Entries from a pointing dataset
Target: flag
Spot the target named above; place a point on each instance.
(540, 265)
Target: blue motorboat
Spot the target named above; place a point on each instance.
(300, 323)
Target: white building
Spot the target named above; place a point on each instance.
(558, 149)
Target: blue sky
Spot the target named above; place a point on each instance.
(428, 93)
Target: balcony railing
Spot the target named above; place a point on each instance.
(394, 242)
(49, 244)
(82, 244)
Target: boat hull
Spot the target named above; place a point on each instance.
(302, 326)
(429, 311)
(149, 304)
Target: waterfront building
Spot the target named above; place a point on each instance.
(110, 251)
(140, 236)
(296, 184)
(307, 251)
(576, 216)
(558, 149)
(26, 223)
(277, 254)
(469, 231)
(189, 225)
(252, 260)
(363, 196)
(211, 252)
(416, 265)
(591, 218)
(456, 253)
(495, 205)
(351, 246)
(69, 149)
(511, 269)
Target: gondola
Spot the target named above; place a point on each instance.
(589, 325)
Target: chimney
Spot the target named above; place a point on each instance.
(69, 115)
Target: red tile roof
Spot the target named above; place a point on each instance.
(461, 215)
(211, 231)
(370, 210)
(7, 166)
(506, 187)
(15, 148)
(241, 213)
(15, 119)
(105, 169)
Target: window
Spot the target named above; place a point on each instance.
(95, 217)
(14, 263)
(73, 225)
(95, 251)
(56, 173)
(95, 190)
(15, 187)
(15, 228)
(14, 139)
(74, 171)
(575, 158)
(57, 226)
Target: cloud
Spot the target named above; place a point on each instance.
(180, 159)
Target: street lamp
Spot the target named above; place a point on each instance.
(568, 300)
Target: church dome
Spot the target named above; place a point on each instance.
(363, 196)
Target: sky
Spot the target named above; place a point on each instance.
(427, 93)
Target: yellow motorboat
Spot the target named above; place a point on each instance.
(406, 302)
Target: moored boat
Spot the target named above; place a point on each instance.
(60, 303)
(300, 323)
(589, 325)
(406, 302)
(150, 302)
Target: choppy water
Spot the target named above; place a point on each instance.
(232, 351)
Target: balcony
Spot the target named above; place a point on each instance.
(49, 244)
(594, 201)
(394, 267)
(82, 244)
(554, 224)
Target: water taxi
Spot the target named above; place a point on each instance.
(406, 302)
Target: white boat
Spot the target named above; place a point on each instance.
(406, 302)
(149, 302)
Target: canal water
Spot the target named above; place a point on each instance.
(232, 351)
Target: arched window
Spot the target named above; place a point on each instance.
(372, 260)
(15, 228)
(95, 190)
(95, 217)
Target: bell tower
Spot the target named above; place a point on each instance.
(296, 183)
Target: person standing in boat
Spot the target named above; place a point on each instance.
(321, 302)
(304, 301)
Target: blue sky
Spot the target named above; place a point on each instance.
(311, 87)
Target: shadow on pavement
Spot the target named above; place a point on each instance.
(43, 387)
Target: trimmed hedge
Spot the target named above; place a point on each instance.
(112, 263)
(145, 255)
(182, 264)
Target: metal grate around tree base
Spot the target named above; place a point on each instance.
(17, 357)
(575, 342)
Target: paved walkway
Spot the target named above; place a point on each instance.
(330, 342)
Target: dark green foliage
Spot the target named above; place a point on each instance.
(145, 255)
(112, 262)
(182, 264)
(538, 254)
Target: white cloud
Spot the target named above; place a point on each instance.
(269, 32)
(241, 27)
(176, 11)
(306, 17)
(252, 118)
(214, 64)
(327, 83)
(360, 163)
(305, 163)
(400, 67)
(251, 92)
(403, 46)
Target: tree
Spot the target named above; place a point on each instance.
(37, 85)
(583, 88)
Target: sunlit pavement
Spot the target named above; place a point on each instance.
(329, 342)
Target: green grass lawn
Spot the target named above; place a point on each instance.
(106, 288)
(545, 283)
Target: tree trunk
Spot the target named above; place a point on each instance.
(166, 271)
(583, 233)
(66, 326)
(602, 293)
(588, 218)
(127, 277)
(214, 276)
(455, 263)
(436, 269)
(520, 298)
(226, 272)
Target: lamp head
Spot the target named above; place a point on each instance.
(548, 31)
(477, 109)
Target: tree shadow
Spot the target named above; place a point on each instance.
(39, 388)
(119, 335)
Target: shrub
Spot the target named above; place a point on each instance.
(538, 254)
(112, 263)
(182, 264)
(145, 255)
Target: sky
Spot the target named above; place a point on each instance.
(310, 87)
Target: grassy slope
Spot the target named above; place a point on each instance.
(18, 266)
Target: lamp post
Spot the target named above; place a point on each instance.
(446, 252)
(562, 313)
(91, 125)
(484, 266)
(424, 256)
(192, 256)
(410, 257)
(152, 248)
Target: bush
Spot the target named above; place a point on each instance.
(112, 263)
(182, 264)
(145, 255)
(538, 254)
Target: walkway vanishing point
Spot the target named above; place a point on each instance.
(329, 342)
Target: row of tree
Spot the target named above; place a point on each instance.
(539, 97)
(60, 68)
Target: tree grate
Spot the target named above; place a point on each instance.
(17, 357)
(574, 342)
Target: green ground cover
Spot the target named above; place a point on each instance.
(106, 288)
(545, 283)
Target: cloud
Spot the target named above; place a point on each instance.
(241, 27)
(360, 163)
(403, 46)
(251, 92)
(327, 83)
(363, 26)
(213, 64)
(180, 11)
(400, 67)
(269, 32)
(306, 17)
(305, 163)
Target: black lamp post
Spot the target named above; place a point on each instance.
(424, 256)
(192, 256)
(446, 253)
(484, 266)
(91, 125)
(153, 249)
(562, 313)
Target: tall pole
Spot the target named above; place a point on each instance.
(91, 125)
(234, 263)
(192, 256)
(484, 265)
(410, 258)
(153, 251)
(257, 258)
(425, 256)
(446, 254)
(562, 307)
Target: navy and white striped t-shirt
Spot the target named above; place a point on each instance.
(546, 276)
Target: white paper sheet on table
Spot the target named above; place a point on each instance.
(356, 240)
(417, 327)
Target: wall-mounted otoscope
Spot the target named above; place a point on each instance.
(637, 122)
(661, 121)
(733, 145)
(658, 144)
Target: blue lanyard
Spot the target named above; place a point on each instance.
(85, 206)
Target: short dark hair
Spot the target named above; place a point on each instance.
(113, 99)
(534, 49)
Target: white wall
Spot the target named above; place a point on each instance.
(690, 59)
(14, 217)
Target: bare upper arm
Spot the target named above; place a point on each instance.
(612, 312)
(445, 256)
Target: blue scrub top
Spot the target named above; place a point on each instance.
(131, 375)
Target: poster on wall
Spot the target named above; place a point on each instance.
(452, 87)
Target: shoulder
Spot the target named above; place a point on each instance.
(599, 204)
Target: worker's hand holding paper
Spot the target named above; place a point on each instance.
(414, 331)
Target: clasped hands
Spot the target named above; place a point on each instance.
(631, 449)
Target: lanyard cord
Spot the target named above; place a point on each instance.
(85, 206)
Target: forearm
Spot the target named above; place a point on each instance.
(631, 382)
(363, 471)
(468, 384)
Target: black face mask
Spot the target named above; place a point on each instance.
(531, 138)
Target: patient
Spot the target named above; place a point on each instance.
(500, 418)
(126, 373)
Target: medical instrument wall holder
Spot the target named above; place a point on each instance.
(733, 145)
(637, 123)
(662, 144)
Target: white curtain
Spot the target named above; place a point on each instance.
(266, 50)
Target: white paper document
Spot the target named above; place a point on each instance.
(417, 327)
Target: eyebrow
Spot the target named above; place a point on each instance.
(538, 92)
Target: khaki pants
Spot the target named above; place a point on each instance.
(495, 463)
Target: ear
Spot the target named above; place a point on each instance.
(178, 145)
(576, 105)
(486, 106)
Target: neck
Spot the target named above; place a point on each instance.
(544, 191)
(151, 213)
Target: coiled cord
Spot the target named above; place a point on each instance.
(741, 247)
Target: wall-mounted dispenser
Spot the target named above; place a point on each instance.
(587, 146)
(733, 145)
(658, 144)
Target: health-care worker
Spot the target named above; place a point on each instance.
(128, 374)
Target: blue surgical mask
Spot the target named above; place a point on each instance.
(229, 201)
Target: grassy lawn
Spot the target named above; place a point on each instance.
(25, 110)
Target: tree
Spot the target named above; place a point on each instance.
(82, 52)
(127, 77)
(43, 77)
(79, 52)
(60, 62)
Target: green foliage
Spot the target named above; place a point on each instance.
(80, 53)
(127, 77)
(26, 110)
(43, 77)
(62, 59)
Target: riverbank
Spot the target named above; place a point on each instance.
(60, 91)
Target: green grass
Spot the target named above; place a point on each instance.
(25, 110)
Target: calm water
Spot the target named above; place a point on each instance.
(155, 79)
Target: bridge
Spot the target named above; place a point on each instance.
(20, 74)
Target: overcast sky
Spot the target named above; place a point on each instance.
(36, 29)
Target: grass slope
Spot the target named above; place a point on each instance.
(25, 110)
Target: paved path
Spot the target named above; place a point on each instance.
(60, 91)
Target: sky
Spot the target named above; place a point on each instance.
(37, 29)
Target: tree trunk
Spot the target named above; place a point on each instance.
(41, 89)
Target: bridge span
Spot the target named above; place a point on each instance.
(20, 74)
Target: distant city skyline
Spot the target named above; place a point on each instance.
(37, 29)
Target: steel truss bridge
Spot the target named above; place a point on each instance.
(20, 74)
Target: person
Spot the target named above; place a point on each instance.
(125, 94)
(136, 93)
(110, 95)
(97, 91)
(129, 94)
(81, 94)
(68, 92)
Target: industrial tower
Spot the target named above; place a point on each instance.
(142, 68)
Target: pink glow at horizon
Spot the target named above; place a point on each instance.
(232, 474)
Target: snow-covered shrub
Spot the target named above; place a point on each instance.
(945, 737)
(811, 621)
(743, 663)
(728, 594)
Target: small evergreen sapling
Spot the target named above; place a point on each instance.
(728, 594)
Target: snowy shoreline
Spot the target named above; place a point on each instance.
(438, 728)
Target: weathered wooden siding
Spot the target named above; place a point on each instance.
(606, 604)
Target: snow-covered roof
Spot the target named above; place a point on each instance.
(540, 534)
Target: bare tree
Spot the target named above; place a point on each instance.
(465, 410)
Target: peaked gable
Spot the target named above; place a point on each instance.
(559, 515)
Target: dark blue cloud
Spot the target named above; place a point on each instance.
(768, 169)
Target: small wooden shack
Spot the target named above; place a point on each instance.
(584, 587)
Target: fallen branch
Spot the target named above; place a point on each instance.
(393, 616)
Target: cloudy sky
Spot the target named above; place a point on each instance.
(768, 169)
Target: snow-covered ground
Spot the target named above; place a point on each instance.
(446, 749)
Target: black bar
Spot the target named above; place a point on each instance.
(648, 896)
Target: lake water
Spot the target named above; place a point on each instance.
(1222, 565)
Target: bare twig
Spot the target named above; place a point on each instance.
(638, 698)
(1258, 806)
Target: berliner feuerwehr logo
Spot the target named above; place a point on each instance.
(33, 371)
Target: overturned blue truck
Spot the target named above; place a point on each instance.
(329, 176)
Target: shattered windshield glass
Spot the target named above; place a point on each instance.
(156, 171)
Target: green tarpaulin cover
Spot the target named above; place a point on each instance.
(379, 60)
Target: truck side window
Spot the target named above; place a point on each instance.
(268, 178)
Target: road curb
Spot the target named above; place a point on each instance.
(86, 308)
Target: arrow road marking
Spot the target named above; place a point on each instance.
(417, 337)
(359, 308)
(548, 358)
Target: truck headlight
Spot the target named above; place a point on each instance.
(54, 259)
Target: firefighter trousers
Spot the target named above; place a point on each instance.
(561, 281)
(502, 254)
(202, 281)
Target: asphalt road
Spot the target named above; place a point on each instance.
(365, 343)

## WHAT THE TASK ASKS
Using the material above, extract the line that contains "Target: berliner feuerwehr logo" and every line after it, exactly as given; stop at the last line.

## FULL SOLUTION
Target: berliner feuerwehr logo
Spot the target named above; place a point on each instance.
(33, 371)
Target: overturned blue truck
Spot the target named above; place a point on each instance.
(329, 176)
Target: shattered windshield glass
Spot the target named above; place a point on each instance.
(156, 171)
Target: green tarpaulin cover
Spot the target named above; place a point on each instance.
(379, 60)
Target: truck side window
Spot the target named above; place a point on each instance.
(268, 178)
Target: road curb
Spot the target named above; place a point on each instance.
(86, 308)
Target: arrow road marking
Spot the target named above; place a point on each instance.
(417, 337)
(359, 308)
(548, 358)
Target: truck headlight
Spot the target named above; place a point on each instance.
(54, 259)
Target: firefighter trousers
Spot the target named above; place a point on each instance.
(561, 281)
(502, 254)
(202, 281)
Target: asphalt road
Spot the target named above; place a point on each instance.
(365, 343)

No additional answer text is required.